Excerpted passage
......
Software

Here are some software I have created and maintained.


causarray Github

causarray is a Python package that applies causal inference methods to genomic studies. It is designed to identify genes that are causally affected by specific conditions, such as Alzheimer's disease (AD) and Autsim spectrum disorders and neurodevelopmental delay (ASD/ND), by controlling for both observed and unmeasured confounders in gene expression data.

  • Confounder Adjustment: causarray utilizes a modified GCATE method to estimate unmeasured confounders adjusts for both observed and unmeasured confounders in gene expression data. This method enhances causal inference by directly estimating confounding effects without relying solely on negative control genes, which may not always be available or accurately identified.
  • Doubly-Robust Counterfactual Inference: Utilizes the doubly-robust semiparametric framework for counterfactual imputation and inference. By modeling both the treatment assignment mechanism and the outcome, causarray remains consistent if either model is correctly specified, increasing the reliability of causal effect estimates in genomic studies.
......
Listed entries
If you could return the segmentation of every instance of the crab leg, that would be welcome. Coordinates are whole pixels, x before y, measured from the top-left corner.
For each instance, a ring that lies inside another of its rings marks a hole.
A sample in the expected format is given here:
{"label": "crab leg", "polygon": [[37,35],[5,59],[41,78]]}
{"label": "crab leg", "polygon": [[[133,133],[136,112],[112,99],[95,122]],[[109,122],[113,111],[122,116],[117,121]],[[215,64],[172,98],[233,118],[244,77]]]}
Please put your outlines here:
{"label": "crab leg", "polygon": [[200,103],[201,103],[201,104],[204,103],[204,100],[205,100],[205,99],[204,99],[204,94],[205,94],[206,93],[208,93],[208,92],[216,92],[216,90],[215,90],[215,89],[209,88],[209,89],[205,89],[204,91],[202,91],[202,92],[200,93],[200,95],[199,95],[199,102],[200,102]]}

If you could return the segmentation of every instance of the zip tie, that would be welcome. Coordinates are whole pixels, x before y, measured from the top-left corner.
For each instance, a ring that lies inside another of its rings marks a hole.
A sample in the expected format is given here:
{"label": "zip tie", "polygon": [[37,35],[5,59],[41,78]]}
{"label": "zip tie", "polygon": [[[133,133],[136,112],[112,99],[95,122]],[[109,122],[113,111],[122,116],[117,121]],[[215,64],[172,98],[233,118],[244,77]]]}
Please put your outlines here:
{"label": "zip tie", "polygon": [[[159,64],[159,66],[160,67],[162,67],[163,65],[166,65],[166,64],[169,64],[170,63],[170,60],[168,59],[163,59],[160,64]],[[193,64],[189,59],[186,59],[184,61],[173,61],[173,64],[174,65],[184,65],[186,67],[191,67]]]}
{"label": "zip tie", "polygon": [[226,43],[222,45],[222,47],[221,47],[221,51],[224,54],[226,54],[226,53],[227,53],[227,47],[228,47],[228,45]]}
......
Check your understanding
(a) Could you return the passage of the causarray page between "causarray is a" and "or accurately identified.", inclusive, copied word for word?
(b) Which abbreviations written entirely in capital letters appear in the causarray page? List each one as it is written.

List of answers
(a)
causarray is a Python package that applies causal inference methods to genomic studies. It is designed to identify genes that are causally affected by specific conditions, such as Alzheimer's disease (AD) and Autsim spectrum disorders and neurodevelopmental delay (ASD/ND), by controlling for both observed and unmeasured confounders in gene expression data.

  • Confounder Adjustment: causarray utilizes a modified GCATE method to estimate unmeasured confounders adjusts for both observed and unmeasured confounders in gene expression data. This method enhances causal inference by directly estimating confounding effects without relying solely on negative control genes, which may not always be available or accurately identified.

(b)
- AD
- ASD/ND
- GCATE